*** Dataset records

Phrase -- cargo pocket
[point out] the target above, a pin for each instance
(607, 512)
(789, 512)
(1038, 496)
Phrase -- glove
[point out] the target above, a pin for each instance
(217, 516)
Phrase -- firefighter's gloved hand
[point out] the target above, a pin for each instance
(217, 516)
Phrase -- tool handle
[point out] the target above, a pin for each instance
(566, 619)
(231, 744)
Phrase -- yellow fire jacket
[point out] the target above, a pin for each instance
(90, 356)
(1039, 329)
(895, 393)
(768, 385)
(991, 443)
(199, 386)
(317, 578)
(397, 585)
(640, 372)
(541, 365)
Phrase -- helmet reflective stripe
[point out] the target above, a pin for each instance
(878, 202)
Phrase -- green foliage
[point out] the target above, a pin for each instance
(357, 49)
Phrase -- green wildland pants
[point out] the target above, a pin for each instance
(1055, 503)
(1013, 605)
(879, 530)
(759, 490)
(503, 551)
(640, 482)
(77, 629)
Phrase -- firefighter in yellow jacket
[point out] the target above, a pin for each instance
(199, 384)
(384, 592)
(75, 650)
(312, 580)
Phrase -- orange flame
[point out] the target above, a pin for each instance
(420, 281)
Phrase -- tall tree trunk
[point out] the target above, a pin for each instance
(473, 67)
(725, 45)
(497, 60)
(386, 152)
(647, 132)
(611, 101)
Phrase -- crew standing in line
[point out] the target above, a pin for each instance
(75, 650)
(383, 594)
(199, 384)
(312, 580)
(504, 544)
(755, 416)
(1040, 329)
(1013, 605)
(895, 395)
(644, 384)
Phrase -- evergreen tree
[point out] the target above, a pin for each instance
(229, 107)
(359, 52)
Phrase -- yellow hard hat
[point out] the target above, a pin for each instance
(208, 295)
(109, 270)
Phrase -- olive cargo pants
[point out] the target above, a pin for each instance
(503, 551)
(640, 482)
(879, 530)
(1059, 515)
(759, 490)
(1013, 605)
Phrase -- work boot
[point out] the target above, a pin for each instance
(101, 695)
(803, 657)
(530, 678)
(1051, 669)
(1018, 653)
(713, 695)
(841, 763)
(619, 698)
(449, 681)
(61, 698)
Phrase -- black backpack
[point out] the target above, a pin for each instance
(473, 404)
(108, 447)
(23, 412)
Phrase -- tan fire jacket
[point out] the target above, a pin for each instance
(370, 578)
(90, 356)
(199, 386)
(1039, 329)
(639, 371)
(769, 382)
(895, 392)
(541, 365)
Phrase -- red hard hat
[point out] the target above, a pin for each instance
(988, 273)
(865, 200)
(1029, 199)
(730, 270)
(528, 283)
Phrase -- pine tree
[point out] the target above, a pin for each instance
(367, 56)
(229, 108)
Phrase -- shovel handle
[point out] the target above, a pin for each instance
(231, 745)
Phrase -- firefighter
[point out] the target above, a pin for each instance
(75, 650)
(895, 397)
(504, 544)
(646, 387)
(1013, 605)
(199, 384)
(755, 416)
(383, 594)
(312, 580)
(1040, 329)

******
*** Dataset records

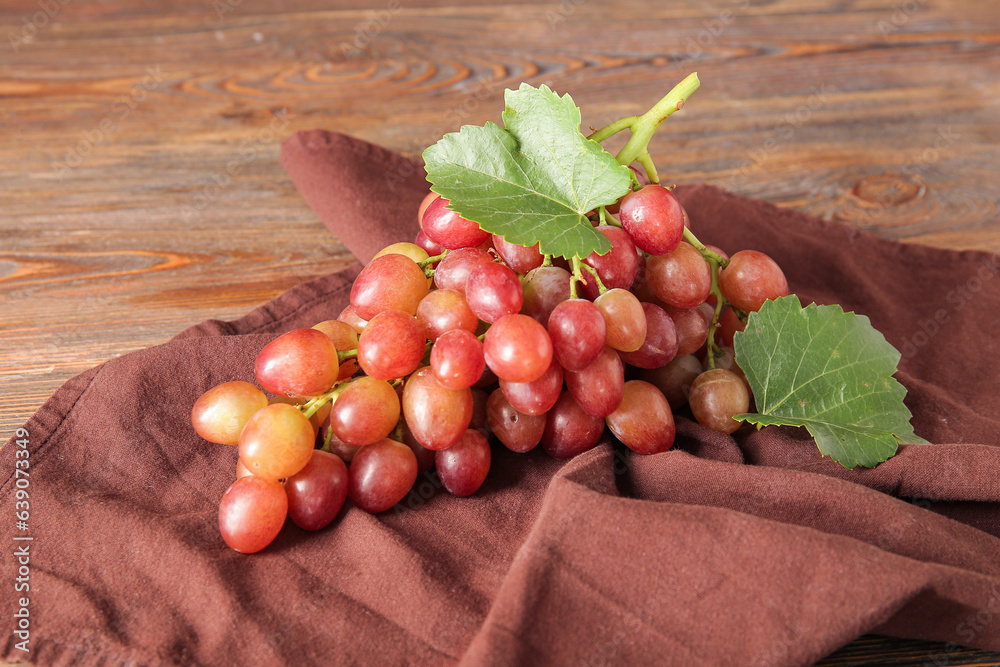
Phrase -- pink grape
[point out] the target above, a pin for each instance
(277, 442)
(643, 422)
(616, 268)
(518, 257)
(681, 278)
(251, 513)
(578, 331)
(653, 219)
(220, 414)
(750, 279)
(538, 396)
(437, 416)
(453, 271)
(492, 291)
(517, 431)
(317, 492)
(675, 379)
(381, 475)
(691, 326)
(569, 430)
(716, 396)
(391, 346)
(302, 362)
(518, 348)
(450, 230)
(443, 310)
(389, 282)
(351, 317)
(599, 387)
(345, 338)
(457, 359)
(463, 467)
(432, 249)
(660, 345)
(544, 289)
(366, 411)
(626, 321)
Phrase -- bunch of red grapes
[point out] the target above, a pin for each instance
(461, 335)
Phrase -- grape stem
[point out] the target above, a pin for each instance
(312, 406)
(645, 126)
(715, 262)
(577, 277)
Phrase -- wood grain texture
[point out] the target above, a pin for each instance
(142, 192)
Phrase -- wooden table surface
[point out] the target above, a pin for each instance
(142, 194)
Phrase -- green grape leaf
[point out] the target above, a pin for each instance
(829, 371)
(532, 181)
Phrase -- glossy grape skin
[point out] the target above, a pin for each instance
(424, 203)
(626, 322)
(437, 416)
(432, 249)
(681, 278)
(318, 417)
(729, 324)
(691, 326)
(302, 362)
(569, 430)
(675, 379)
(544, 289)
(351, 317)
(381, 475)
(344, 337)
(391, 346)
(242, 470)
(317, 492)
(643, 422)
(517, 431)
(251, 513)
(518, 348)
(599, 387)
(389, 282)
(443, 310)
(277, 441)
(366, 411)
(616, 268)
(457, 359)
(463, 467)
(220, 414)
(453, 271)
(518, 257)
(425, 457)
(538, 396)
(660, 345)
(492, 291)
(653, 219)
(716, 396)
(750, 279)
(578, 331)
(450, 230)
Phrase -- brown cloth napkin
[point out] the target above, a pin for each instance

******

Aim of the exercise: Find and copy each line above holding "pants".

Answer box:
Phrase -- green wildland pants
Phrase -- olive cargo pants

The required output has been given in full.